• **Text shown**
- Opening Delimiter -

Song by Catey Shaw

from the album The Brooklyn EP
- Released: September 9, 2014
- Length: 3:33

= Brooklyn Girls (Catey Shaw song) =

2014 song by Catey Shaw

"Brooklyn Girls" is a 2014 song by Catey Shaw that went viral and received over 300,000 views on YouTube. It is one of the tracks on her Brooklyn EP.

==Reception==
Brooklyn Girls was widely criticized for its stereotypical portrayal of Brooklyn, and Shaw received several online death threats. She said that she "was hoping it would receive attention, but ... hoped it would have been more positively received" and that it was "intended as a compliment to Brooklyn". According to Ben Barna, the Brooklyn references were "pretty accurate", and he described the song as "bouncy and undeniably catchy". New York magazine described Brooklyn Girls as "the anthem nobody wanted" and predicted that it would be "a huge hit among suburban teenage girls and people who have never been to Brooklyn". Entertainment Weekly described it as "the most hated song on the internet". Dan Ozzi of Noisey described Brooklyn Girls as "the Rebecca Black 'Friday' video of Brooklyn gentrification" and that "every fucking thing in this video is an ugly stereotype of the worst elements of Brooklyn".

- Closing Delimiter -

Dataset entries:

- Opening Delimiter -

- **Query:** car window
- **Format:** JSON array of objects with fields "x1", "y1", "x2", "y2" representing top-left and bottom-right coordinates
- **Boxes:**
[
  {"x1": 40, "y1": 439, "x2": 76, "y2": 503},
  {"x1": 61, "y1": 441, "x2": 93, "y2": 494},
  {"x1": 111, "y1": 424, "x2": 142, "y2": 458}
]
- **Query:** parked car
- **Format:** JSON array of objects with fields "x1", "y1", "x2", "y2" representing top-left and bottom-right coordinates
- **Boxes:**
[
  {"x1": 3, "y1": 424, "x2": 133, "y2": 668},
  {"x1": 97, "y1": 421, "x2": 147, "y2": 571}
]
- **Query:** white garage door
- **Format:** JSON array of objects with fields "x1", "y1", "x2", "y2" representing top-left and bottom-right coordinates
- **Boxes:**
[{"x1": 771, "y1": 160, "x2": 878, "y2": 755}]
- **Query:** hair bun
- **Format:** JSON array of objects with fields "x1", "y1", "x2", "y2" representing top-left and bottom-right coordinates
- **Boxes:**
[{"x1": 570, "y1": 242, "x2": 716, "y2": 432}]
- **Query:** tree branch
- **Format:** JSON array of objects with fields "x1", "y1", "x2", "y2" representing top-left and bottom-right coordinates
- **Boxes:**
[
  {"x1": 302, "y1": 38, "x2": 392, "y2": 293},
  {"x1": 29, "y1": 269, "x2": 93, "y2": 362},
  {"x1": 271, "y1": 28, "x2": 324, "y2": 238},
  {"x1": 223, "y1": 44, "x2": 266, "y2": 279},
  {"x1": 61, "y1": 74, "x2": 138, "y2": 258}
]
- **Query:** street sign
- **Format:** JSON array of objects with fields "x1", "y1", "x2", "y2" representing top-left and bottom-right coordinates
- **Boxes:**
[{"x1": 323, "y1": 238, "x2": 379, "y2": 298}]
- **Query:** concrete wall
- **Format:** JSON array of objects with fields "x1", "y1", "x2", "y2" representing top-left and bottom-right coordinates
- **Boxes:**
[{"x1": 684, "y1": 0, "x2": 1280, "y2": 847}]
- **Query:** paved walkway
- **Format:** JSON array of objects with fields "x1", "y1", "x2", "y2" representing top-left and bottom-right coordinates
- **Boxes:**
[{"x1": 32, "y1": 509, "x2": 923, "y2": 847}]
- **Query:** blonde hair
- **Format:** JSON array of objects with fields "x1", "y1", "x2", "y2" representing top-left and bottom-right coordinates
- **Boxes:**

- Closing Delimiter -

• **Assignment 1**
Reproduce everything in the Brooklyn Girls article word for word, from "from the album" down to "her Brooklyn EP.".
• **Assignment 2**
List the critics and publications whose opinions of the song are quoted in the Reception section of the Brooklyn Girls article.
• **Assignment 3**
Write the next part of the Brooklyn Girls article, starting after its last sentence.

• **Reply 1**
from the album The Brooklyn EP
- Released: September 9, 2014
- Length: 3:33

= Brooklyn Girls (Catey Shaw song) =

2014 song by Catey Shaw

"Brooklyn Girls" is a 2014 song by Catey Shaw that went viral and received over 300,000 views on YouTube. It is one of the tracks on her Brooklyn EP.

• **Reply 2**
Ben Barna
New York magazine
Entertainment Weekly
Dan Ozzi of Noisey

• **Reply 3**
According to Lily Rothman of Time magazine, Shaw "isn't actually singing about Brooklyn the place. She's singing about Brooklyn the adjective". Shaw said in a teaser video that "the whole thing about a Brooklyn girl is you don't have to be from Brooklyn. It's more the whole idea of the strong female." Marc Spitz says in his book Twee that Brooklyn is a "faux neighborhood with a prefabricated culture", and Rothman says in relation to this that, when one sees this faux neighborhood as different from the real neighborhood, Shaw's song "doesn't seem worth the hate". Shaw said that her video represents "the real Brooklyn" but also that "the song is self-portraiture. It's my view of Brooklyn".